**TO BE DONE**
Copy each of the following items line for line, without changing anything.

**GIVEN DATA**
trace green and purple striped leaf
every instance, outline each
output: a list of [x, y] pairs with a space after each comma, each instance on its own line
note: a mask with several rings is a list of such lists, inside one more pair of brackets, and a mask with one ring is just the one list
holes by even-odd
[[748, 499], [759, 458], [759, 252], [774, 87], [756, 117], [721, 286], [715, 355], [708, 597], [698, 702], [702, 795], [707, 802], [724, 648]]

**FINISHED TASK**
trace green and purple striped leaf
every instance, outline each
output: a list of [x, y] pairs with a space after each comma, each instance on its own line
note: a mask with several rings is a list of such lists, inside one more pair of brackets, and a mask with one ring is just the one list
holes by even-odd
[[748, 499], [759, 458], [759, 252], [774, 87], [756, 117], [721, 286], [715, 355], [708, 597], [698, 702], [702, 795], [707, 802], [724, 648]]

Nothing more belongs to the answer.